* [Task to complete]:
Only the lines starting at the one that contains "Could you please point out the black pupil" and running to the end should be repeated, exactly as written.

* [Entries shown]:
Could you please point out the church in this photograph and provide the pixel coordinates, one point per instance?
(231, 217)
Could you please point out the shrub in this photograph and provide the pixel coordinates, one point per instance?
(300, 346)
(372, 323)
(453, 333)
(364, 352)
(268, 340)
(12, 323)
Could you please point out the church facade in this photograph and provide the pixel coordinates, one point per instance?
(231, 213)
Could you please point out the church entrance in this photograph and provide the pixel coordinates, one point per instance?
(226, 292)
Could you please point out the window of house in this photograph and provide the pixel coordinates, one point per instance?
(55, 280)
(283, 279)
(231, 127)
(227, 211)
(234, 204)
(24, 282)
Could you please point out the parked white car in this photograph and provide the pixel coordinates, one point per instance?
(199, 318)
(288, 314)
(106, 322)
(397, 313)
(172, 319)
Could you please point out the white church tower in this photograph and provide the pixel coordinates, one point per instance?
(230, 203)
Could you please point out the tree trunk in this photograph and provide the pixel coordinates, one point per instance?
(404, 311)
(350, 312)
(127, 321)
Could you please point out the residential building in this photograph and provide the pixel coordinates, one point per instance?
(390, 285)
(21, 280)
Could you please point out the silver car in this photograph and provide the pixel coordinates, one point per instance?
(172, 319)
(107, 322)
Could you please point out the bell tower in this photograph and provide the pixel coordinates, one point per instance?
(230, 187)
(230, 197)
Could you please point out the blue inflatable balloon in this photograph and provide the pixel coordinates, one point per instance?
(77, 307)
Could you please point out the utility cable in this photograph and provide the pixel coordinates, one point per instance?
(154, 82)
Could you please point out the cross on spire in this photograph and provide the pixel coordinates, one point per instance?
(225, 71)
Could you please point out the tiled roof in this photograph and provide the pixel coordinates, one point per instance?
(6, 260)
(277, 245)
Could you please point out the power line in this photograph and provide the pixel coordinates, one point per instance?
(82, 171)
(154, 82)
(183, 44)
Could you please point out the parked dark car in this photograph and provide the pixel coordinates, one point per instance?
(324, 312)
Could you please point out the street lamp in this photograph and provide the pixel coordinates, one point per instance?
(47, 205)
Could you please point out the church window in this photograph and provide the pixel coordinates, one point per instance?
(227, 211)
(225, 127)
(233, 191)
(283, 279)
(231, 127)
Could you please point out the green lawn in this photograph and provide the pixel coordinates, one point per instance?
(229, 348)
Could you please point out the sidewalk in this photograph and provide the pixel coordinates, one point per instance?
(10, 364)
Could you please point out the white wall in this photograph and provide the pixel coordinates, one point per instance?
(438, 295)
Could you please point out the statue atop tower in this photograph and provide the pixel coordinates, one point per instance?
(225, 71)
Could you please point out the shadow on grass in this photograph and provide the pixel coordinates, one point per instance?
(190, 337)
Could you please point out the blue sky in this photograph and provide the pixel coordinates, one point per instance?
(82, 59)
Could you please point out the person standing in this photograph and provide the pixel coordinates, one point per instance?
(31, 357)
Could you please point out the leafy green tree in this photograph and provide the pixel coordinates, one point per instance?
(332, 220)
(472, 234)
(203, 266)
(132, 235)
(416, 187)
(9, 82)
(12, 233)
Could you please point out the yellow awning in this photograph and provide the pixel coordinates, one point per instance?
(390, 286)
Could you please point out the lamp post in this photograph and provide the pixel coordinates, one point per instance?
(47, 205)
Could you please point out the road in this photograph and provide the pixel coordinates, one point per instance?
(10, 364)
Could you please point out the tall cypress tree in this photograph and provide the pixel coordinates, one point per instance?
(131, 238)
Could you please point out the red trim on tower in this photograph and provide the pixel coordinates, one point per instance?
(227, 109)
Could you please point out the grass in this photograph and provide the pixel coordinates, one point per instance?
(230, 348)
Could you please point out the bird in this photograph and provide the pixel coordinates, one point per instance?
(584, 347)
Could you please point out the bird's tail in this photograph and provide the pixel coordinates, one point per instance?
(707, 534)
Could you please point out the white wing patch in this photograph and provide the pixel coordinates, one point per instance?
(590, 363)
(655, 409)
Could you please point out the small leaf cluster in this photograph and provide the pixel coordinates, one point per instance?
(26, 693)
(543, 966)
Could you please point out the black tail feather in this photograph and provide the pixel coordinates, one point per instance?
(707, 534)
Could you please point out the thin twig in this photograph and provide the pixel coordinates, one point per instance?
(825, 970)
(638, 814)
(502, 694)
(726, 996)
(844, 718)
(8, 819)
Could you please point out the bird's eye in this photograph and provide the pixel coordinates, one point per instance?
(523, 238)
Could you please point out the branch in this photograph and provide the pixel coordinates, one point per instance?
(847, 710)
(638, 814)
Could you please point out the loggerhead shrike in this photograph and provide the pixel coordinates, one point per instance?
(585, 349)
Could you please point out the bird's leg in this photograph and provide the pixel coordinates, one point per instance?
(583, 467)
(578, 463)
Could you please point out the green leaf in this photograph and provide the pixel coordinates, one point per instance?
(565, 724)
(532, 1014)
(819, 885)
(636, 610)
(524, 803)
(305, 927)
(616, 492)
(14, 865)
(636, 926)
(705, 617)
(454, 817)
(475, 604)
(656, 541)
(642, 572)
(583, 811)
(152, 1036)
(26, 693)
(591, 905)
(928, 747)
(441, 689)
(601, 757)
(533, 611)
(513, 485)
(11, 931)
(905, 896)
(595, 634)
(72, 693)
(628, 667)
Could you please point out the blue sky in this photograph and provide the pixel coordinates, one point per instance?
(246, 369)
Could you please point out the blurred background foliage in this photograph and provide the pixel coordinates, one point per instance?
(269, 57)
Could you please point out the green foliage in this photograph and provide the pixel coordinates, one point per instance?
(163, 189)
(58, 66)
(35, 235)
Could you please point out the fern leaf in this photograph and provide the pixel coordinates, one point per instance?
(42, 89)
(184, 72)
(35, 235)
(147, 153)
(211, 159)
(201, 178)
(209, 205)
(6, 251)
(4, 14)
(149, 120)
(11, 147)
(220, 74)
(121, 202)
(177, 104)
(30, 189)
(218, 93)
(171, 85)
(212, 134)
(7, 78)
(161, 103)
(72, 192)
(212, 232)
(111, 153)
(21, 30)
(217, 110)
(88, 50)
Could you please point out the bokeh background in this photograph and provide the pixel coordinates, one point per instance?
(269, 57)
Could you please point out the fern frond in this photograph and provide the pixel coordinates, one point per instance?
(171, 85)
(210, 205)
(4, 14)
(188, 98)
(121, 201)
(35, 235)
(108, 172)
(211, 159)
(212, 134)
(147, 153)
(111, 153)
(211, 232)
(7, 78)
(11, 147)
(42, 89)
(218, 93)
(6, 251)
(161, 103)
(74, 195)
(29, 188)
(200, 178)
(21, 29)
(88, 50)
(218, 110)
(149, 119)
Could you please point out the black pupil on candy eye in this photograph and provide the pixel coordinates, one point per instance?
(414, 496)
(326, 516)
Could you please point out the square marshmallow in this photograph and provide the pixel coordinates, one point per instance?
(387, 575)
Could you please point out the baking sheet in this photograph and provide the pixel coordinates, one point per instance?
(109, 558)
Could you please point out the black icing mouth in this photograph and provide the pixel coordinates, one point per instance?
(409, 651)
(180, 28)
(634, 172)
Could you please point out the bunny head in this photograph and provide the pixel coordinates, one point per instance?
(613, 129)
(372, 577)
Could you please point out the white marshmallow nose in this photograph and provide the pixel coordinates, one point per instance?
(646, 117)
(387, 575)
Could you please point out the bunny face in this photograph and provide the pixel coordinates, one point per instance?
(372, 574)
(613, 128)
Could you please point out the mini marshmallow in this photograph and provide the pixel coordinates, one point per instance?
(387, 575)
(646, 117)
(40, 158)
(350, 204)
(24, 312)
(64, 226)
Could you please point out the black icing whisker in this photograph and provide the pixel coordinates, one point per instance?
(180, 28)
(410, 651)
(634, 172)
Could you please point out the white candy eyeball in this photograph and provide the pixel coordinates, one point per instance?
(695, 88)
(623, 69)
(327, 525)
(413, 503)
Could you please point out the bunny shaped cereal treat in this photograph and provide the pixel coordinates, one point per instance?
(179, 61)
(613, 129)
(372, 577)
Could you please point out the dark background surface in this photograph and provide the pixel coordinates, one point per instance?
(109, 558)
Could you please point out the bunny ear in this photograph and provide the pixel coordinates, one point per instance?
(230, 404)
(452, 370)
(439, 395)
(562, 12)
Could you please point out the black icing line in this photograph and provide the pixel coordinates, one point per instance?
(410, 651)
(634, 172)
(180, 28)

* [Task output]:
Could you please point out the black pupil on candy eye in this photograph and provide the pixel coordinates, one point per instance?
(414, 496)
(326, 516)
Could you please point out the square marshmallow in this photograph and provide the pixel coordinates, one point per instance?
(387, 575)
Could you please point out the baking sheet in this photograph and provide the pixel coordinates, one point per instance?
(109, 558)
Could you please point out the black icing mouth in this photograph and provide the pixel coordinates, one point per instance?
(409, 651)
(180, 28)
(634, 172)
Could you please point out the bunny head in this photograph and provide the pixel coordinates, one point per instance?
(613, 129)
(372, 577)
Could you please point out the white marshmallow nose in this photograph and provide the pixel coordinates, one point per instance?
(646, 117)
(387, 575)
Could you please point out the bunny face in this photograph and provide the pixel coordinates, one point per instance?
(372, 574)
(613, 128)
Could you please point out the mini marshmallow in this photograph and provide the pixel coordinates, one point per instance?
(387, 575)
(646, 117)
(40, 158)
(350, 204)
(24, 312)
(64, 226)
Could you please point out the black icing whisker in this photograph and provide the pixel coordinates, one point per instance?
(180, 28)
(410, 651)
(634, 172)
Could you please point out the white candy eyeball in this photograph and provide the pixel coordinates, one point per instance?
(695, 88)
(623, 69)
(327, 525)
(413, 503)
Could you please point out the bunny shaped cereal treat in this photograph and provide the pixel coordinates, one point per instance?
(179, 61)
(613, 129)
(372, 577)
Could you please point out the dark background surface in this photograph and provide the pixel coordinates, one point per instance?
(109, 558)
Could you please point out the bunny ear in this photograph and provide the pixel coordinates, one point per instance?
(230, 404)
(452, 370)
(439, 395)
(562, 12)
Could you please point out the black icing line in this photograph and provide the pixel coordinates, one point per instance?
(410, 651)
(634, 172)
(180, 28)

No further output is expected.